Stored items:
☆ ☆ ☆ ☆ ☆
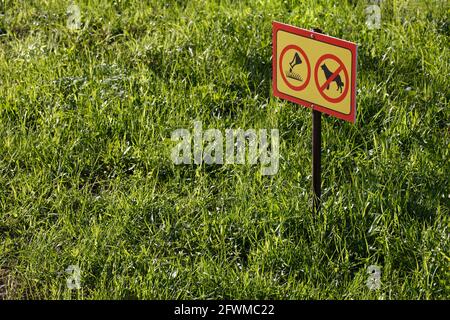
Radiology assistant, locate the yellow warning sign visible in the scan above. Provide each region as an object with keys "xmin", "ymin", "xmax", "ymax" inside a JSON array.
[{"xmin": 273, "ymin": 22, "xmax": 358, "ymax": 123}]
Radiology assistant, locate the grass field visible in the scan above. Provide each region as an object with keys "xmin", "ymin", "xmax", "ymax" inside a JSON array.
[{"xmin": 0, "ymin": 0, "xmax": 449, "ymax": 299}]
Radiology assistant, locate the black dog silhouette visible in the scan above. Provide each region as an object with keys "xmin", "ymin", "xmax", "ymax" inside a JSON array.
[{"xmin": 321, "ymin": 64, "xmax": 344, "ymax": 93}]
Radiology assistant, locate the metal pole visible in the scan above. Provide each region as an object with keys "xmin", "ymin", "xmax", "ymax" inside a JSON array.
[{"xmin": 312, "ymin": 109, "xmax": 321, "ymax": 214}]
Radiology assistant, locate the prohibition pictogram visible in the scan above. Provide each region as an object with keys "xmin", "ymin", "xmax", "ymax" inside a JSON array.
[
  {"xmin": 314, "ymin": 53, "xmax": 349, "ymax": 104},
  {"xmin": 279, "ymin": 45, "xmax": 311, "ymax": 91}
]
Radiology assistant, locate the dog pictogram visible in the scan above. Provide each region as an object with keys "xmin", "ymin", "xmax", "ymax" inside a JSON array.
[
  {"xmin": 320, "ymin": 63, "xmax": 344, "ymax": 93},
  {"xmin": 314, "ymin": 54, "xmax": 349, "ymax": 104}
]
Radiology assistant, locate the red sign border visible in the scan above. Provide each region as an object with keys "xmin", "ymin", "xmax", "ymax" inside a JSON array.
[{"xmin": 272, "ymin": 21, "xmax": 358, "ymax": 123}]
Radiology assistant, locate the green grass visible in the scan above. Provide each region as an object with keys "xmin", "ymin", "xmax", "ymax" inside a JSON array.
[{"xmin": 0, "ymin": 0, "xmax": 449, "ymax": 299}]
☆ ☆ ☆ ☆ ☆
WHAT IS NEEDED: Repeat all entries exactly, pictures excluded.

RESULT BELOW:
Radiology assistant, locate the yellow warning sign visible in the scan above. Provide each region as an object with keys "xmin", "ymin", "xmax", "ymax" inside a JSON array.
[{"xmin": 273, "ymin": 22, "xmax": 358, "ymax": 123}]
Radiology assistant, locate the grass field visible in the scan above. Provide each region as an object with keys "xmin", "ymin", "xmax", "ymax" inside a JSON array.
[{"xmin": 0, "ymin": 0, "xmax": 449, "ymax": 299}]
Radiology assistant, locate the black dog silhouette visible in the scan above. Provide each region as an object with keys "xmin", "ymin", "xmax", "ymax" inside a JSON array.
[{"xmin": 321, "ymin": 64, "xmax": 344, "ymax": 93}]
Radiology assistant, locate the metal pole visible in the scan above. Provide each region as an object with keys "xmin", "ymin", "xmax", "ymax" inside a JSON array.
[{"xmin": 312, "ymin": 109, "xmax": 321, "ymax": 214}]
Radiology assistant, locate the prohibition pictogram visible in the scan above. Provide each region as an object with keys "xmin", "ymin", "xmax", "ymax" inside a JSON array.
[
  {"xmin": 314, "ymin": 53, "xmax": 349, "ymax": 104},
  {"xmin": 279, "ymin": 45, "xmax": 311, "ymax": 91}
]
Radiology assistant, locate the dog pictogram visible in the scan above. Provide each region as an object with keys "xmin", "ymin", "xmax", "ymax" inside a JSON array.
[
  {"xmin": 320, "ymin": 63, "xmax": 344, "ymax": 93},
  {"xmin": 314, "ymin": 54, "xmax": 349, "ymax": 104}
]
Radiology assistant, locate the red sign border visible in the scan above. Provide each region as an object with keys "xmin", "ymin", "xmax", "ymax" inside a JSON array.
[{"xmin": 272, "ymin": 21, "xmax": 358, "ymax": 123}]
Radiology assistant, locate the green grass visible in the scan above. Provide each region as an object with keys "xmin", "ymin", "xmax", "ymax" inside a JSON array.
[{"xmin": 0, "ymin": 0, "xmax": 449, "ymax": 299}]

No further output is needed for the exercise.